## [Exercise input]
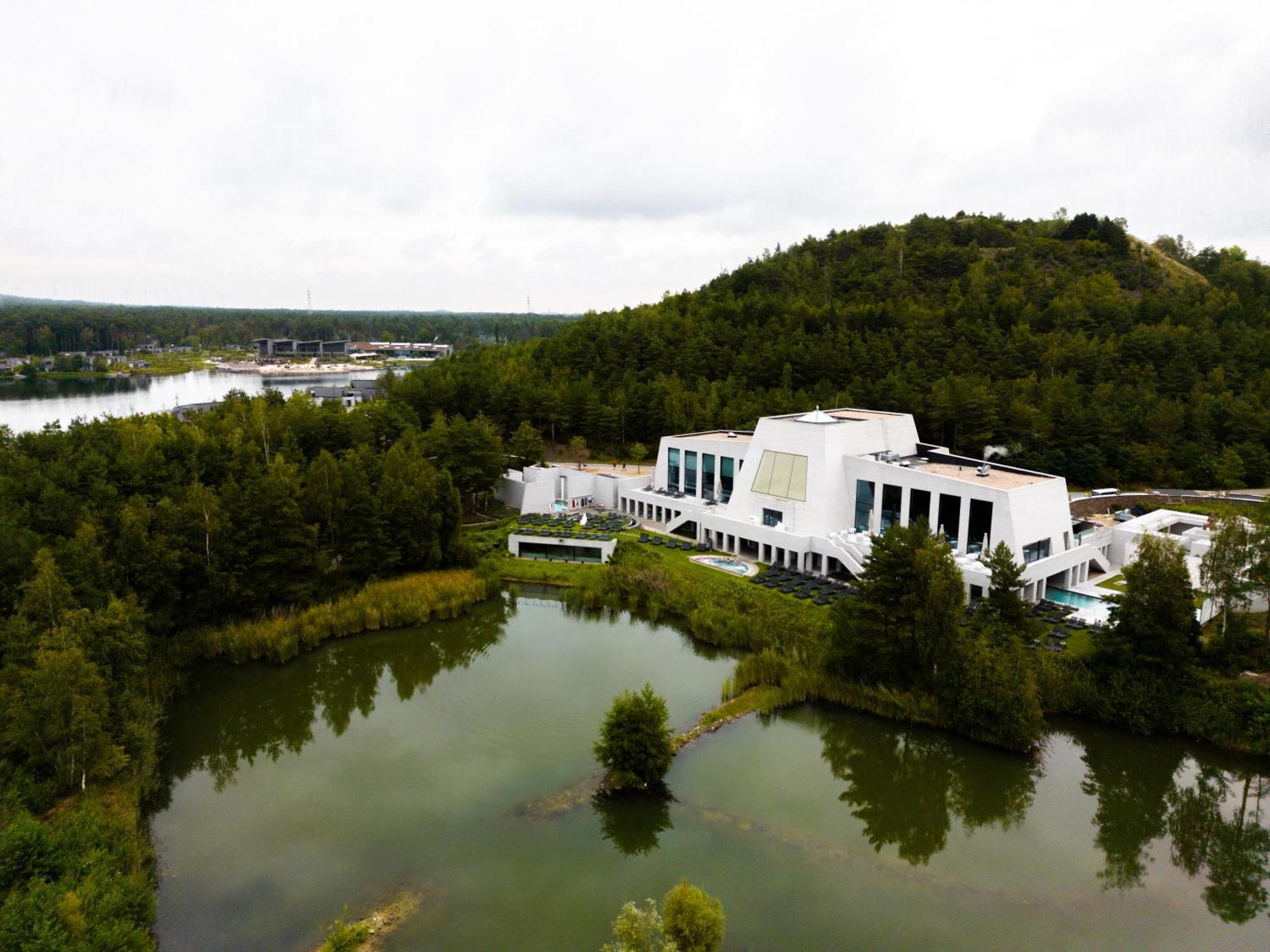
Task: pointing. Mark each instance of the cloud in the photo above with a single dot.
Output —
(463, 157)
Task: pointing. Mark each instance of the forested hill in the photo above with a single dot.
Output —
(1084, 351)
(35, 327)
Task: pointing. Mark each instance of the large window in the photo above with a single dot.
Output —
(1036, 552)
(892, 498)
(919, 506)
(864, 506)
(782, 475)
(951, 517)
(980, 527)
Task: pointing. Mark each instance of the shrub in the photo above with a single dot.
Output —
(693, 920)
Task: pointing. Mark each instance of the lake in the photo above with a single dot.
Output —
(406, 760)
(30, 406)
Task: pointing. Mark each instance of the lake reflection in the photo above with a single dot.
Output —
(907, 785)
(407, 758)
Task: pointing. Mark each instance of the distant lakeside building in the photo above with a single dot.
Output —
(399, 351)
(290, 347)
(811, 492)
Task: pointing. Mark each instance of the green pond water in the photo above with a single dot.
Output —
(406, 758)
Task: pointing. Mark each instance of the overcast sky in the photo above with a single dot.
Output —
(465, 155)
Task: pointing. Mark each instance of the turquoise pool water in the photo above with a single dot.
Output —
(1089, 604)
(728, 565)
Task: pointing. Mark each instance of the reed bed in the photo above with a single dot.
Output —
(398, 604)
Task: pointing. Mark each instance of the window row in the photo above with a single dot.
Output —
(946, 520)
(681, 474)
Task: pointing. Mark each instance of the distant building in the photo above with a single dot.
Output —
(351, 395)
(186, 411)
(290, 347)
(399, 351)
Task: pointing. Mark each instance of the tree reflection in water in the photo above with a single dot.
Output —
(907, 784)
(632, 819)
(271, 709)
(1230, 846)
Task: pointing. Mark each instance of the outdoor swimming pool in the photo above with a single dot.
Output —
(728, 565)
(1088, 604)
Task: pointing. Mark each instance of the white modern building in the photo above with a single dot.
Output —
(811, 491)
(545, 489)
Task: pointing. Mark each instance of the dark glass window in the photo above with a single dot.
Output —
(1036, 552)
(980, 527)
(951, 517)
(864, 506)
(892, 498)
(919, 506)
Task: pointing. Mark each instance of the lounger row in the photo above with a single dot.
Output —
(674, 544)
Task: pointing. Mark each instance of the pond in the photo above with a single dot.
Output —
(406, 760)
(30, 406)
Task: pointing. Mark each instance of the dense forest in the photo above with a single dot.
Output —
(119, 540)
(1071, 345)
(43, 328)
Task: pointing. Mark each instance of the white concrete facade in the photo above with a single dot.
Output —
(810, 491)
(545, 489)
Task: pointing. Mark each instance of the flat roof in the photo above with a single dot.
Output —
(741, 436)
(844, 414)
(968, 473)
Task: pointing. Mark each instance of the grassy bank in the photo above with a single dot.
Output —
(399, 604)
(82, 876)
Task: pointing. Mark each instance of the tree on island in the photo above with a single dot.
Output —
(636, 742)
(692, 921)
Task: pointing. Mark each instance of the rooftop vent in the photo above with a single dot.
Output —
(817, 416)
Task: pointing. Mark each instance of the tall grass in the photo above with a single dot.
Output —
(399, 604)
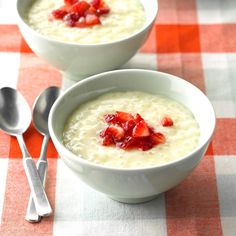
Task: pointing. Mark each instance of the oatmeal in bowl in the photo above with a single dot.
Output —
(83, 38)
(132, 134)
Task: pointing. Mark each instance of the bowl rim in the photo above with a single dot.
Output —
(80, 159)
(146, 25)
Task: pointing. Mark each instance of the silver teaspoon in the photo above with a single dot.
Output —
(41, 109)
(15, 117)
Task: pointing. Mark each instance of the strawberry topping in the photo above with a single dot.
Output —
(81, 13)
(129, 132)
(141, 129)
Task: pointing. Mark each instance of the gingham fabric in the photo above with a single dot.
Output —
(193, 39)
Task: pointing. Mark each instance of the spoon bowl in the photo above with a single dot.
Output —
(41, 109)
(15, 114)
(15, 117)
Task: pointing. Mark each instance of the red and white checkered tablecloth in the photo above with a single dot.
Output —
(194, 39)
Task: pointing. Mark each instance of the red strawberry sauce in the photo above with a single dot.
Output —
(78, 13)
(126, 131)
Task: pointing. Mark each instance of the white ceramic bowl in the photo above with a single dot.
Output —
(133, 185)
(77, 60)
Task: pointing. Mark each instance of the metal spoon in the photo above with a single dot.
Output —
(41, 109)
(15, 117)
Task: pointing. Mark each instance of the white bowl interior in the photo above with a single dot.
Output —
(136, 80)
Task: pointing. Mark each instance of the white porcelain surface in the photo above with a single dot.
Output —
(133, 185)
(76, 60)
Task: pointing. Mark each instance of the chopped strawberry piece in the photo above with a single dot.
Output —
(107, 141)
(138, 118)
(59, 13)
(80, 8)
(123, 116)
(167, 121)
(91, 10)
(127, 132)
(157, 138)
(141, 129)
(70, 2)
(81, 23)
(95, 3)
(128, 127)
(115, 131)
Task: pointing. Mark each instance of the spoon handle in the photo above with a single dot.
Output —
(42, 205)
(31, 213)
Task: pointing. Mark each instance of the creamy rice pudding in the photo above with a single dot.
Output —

## [Assigned task]
Wherever the string "pond" occurs in the entries, copy that whole line.

## [Result for this exercise]
Task: pointing. Mark each instance of the green pond water in the photo above with a single dot.
Task: pointing. Mark each instance of the pond in the photo above with a single dot.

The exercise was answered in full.